---------- Extrait du document

Tiens, me suis-je dit, pas si seul que cela, au fond... Bien qu'il fût explicable qu'il parlât avec quelqu'un, qu'il eût besoin d'un renseignement ou envie se de détendre. Puis la deuxième fois, avec un autre garçon et là je crus entendre qu'il parlait politique. Cela m'a réellement déçu et même choqué. Un fantôme qui parle aux gens, et surtout qui parle politique... "
Journal, Jean-René Huguenin. 

Hier David regardait "Nustrale" (Nustrale, c'est un mec de ma licence qui a une tête de corse et qui l'est peut-être, enfin on sait pas, on hésite) par le hublot d'une porte. On n'était pas posté devant  juste pour voir Nustrale, je vous rassure, on est pas encore des stalker fous, en fait j'avais cours dans cette salle après et le hasard a fait qu'on était un peu en avance, voilà.
Bref, il l'observait entrain d'aller parler au prof. Nustrale ne l'avait pas vu.

--------------------
---------- Documents fournis

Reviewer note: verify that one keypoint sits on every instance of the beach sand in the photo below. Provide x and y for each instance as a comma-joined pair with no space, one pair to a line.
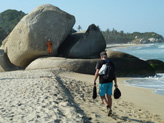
119,46
135,105
54,95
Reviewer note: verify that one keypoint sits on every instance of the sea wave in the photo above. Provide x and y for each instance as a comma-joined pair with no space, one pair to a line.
156,82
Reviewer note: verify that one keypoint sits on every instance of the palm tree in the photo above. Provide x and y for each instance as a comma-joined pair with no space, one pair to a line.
79,28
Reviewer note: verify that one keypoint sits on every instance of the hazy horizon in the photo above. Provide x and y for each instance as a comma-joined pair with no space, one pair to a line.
129,16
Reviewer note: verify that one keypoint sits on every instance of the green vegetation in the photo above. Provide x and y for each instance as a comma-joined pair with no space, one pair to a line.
8,20
113,36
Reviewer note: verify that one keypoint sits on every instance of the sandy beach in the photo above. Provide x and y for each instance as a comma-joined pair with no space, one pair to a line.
53,95
118,46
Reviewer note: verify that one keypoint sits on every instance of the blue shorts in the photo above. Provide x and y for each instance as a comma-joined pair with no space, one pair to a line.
105,88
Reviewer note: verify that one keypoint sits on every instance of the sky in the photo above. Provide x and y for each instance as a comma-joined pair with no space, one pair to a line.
122,15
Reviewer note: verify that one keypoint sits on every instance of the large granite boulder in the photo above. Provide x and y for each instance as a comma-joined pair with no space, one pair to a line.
87,44
125,67
158,65
28,39
5,64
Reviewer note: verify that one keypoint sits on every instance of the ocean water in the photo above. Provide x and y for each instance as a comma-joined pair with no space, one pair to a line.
145,52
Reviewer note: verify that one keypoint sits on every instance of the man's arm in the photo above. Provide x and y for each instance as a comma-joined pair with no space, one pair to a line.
96,75
115,82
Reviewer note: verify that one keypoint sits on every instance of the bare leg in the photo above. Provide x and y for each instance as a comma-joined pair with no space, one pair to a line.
109,100
104,100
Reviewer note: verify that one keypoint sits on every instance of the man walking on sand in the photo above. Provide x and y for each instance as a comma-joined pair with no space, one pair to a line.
49,44
105,85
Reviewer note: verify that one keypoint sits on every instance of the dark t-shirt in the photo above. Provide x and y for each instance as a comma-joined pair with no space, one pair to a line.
98,66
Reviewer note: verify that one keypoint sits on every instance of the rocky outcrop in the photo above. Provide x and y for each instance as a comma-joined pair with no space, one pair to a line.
5,64
125,67
28,39
87,44
157,65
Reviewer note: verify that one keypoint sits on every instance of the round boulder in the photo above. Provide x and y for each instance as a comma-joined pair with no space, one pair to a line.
125,67
28,40
87,44
5,64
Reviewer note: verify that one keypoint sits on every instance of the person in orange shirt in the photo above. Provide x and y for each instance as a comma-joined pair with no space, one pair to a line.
49,44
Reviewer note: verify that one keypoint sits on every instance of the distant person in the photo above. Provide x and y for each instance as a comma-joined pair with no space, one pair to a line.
49,44
105,83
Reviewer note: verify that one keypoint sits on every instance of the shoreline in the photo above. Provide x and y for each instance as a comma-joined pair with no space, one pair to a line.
134,98
50,95
120,46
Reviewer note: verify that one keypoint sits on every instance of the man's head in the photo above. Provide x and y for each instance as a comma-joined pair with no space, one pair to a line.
103,55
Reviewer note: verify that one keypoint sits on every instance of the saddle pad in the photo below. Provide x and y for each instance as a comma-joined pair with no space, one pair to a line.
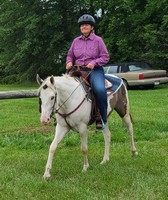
115,81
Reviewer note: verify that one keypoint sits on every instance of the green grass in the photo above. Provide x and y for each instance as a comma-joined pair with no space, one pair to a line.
24,145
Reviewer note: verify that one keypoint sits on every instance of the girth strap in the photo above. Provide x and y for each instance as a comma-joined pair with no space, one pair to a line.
66,115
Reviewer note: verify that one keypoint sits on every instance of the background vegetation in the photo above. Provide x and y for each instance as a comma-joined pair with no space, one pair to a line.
24,145
36,34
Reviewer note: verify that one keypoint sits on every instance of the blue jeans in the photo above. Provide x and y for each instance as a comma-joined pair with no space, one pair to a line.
97,81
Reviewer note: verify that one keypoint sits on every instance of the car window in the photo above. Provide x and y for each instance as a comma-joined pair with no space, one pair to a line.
134,68
113,69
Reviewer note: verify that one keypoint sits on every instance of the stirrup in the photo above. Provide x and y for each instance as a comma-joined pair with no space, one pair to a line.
100,125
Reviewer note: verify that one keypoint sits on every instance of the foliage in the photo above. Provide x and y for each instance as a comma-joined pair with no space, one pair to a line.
24,145
36,34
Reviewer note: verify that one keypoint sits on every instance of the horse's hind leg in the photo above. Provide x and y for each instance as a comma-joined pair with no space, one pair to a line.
107,139
128,123
59,134
84,148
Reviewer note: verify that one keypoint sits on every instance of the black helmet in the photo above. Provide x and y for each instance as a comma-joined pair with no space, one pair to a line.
86,19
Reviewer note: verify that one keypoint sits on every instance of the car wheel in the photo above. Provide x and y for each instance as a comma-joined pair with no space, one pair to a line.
125,83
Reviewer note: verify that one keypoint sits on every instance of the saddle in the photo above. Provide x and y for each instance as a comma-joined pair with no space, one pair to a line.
83,77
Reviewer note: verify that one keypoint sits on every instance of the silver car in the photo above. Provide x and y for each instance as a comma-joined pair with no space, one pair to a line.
137,74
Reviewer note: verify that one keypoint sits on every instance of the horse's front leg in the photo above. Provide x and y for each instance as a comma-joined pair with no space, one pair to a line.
128,123
59,134
84,148
107,139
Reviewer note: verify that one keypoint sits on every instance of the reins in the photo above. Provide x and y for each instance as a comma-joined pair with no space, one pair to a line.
65,115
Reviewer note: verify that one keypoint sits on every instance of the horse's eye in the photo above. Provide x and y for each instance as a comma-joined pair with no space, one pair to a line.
52,97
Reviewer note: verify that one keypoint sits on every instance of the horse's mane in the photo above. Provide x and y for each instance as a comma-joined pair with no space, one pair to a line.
49,84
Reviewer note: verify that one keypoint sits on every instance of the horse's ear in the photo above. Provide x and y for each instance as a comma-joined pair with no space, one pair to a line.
39,80
52,80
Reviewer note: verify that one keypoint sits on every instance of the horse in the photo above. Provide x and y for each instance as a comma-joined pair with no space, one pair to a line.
65,97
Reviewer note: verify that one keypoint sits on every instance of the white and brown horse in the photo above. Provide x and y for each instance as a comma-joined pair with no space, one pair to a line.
65,97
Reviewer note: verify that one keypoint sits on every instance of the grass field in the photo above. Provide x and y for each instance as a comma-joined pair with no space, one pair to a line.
24,145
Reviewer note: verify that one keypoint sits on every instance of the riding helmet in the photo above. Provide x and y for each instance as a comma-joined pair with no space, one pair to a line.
86,19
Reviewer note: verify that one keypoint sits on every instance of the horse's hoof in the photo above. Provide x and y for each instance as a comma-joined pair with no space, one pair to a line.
104,161
46,176
85,168
134,153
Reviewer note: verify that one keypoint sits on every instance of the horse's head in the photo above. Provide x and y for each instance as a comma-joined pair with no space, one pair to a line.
47,98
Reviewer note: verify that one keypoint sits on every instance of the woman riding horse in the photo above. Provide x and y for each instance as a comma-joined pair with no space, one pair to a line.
88,50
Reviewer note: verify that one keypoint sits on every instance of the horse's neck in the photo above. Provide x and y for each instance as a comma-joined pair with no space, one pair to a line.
68,90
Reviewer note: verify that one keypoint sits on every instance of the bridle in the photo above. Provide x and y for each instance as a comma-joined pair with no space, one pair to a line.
56,111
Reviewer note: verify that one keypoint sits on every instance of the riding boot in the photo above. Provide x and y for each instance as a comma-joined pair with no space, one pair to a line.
99,122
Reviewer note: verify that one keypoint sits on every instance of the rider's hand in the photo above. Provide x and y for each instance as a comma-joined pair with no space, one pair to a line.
90,66
68,65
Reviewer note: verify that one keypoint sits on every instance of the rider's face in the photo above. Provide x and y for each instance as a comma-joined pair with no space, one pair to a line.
86,29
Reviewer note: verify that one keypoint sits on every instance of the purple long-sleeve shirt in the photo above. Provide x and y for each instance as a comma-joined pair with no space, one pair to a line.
88,51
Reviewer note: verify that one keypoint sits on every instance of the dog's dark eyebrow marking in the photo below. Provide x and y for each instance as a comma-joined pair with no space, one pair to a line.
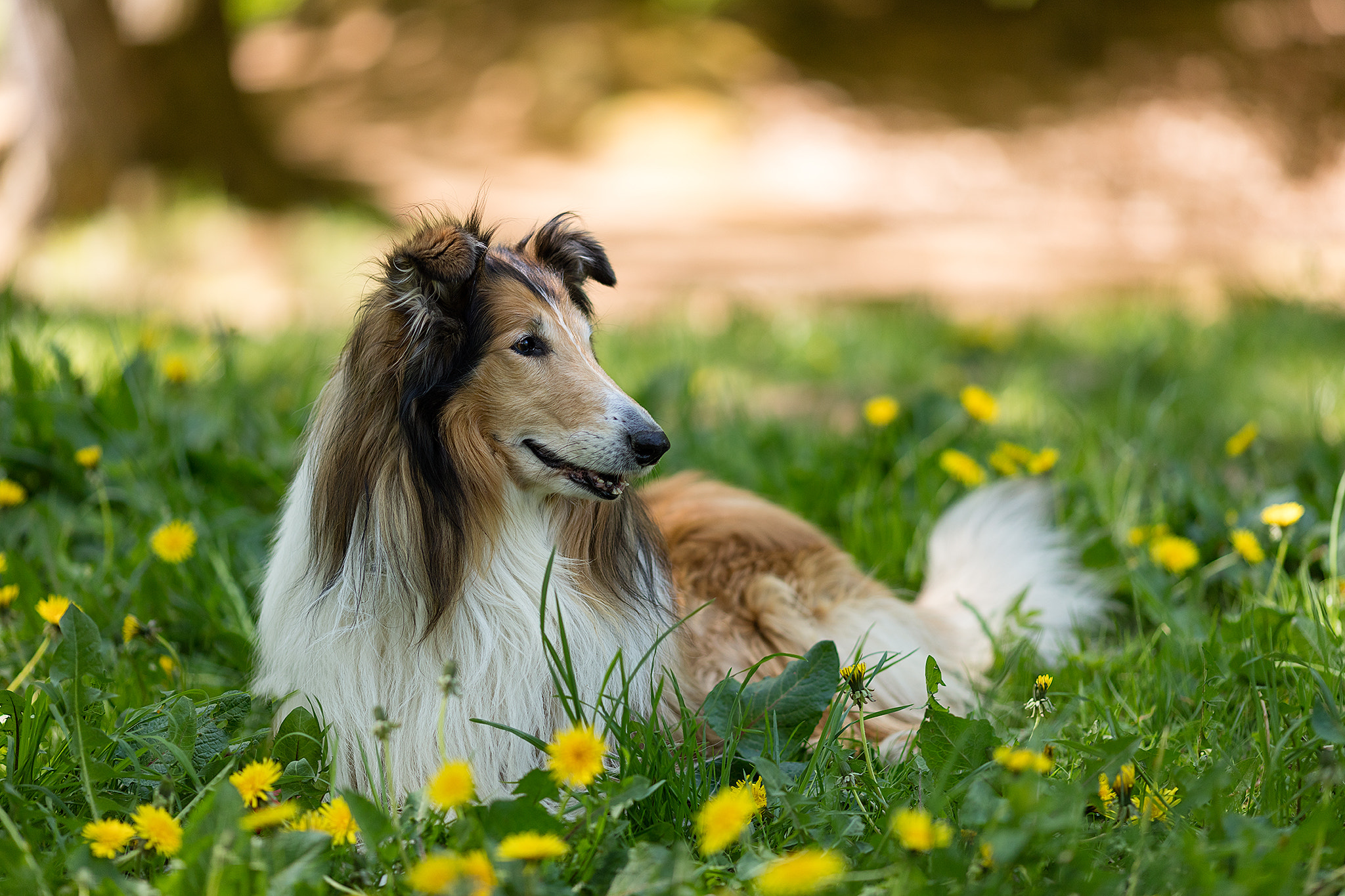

--------------------

**Exercice 1:** Indiquez si chacune des affirmations suivantes s'accorde avec l'extrait, en répondant par oui ou par non et en citant les mots décisifs du texte. (a) Nustrale avait remarqué que David le regardait. (b) Le narrateur devait avoir cours dans la salle un peu plus tard. (c) Le narrateur et David étaient arrivés en retard devant la salle.
**Exercice 2:** Modifiez le passage de l'extrait allant de « Journal, Jean-René Huguenin. » jusqu'à « en avance, voilà. » inclus, en remplaçant « hublot » par « carreau ».
**Exercice 3:** Traduisez en anglais cette phrase de l'extrait : « Cela m'a réellement déçu et même choqué. »

**Réponse rédigée 1:**
(a) Non : « Nustrale ne l'avait pas vu. »
(b) Oui : « j'avais cours dans cette salle après »
(c) Non : « on était un peu en avance »

**Réponse rédigée 2:**
Journal, Jean-René Huguenin. 

Hier David regardait "Nustrale" (Nustrale, c'est un mec de ma licence qui a une tête de corse et qui l'est peut-être, enfin on sait pas, on hésite) par le carreau d'une porte. On n'était pas posté devant  juste pour voir Nustrale, je vous rassure, on est pas encore des stalker fous, en fait j'avais cours dans cette salle après et le hasard a fait qu'on était un peu en avance, voilà.

**Réponse rédigée 3:** That really disappointed me and even shocked me.